(Labeled-object pointing records)
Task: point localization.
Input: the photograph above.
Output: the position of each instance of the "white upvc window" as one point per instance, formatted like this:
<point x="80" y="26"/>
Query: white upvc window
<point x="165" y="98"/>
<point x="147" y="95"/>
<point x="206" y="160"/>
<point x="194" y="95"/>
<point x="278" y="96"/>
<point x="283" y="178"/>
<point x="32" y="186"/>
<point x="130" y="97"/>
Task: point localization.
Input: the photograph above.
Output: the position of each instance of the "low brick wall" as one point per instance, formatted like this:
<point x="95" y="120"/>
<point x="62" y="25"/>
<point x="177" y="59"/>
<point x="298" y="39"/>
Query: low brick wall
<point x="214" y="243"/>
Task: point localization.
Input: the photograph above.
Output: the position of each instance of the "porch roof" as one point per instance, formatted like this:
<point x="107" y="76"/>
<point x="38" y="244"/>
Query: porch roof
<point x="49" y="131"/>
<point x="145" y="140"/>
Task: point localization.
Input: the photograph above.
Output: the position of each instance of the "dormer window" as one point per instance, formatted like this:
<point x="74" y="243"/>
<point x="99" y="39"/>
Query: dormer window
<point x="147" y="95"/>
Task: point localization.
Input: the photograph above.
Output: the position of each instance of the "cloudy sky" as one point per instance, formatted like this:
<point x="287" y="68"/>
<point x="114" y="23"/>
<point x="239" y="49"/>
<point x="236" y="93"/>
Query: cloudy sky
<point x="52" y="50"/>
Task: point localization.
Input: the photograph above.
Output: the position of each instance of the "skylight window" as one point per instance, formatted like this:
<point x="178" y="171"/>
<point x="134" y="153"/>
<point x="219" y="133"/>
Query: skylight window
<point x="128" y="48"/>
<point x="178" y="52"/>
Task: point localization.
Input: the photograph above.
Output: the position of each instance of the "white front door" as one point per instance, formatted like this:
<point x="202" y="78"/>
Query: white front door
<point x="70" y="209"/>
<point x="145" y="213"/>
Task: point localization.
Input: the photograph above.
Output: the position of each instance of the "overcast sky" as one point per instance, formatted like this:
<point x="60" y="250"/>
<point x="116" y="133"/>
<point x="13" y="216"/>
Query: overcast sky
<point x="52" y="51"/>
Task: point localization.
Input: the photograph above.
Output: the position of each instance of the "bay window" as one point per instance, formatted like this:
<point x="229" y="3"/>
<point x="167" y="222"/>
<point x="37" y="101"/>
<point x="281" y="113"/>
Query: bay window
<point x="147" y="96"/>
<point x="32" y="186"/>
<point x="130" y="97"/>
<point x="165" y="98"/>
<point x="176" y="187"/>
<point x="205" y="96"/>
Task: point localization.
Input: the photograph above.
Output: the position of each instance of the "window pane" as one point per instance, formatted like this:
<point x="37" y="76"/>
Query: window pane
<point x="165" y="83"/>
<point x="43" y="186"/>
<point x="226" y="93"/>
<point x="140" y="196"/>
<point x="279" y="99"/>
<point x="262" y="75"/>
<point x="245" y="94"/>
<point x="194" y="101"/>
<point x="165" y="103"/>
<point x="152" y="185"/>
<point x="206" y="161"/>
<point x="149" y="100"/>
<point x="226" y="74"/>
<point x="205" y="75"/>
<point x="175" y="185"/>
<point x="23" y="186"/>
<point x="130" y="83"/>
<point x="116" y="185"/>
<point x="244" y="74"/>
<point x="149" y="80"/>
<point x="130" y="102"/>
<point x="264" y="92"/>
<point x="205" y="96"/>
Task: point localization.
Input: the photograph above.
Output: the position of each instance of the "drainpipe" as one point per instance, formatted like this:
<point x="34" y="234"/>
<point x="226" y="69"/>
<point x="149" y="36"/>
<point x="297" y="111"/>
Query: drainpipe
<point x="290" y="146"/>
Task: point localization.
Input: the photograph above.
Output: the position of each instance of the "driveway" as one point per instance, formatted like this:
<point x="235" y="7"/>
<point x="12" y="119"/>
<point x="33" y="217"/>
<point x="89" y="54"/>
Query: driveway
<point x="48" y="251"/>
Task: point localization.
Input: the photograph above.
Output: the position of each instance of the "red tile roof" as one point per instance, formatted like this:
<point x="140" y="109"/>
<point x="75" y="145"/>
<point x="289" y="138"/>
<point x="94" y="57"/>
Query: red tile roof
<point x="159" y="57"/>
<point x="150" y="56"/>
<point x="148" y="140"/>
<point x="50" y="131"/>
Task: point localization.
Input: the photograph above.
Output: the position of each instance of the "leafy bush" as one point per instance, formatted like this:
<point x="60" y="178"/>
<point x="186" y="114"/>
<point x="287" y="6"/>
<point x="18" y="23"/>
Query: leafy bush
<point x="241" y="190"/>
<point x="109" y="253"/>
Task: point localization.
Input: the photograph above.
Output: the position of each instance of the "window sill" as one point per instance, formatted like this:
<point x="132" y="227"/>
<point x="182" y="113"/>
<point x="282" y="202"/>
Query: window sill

**Request**. Report every line in the records above that contains the word "overcast".

**Exercise result**.
Output: the position of each instance of the "overcast sky" as one point per instance, formatted like this:
Query: overcast sky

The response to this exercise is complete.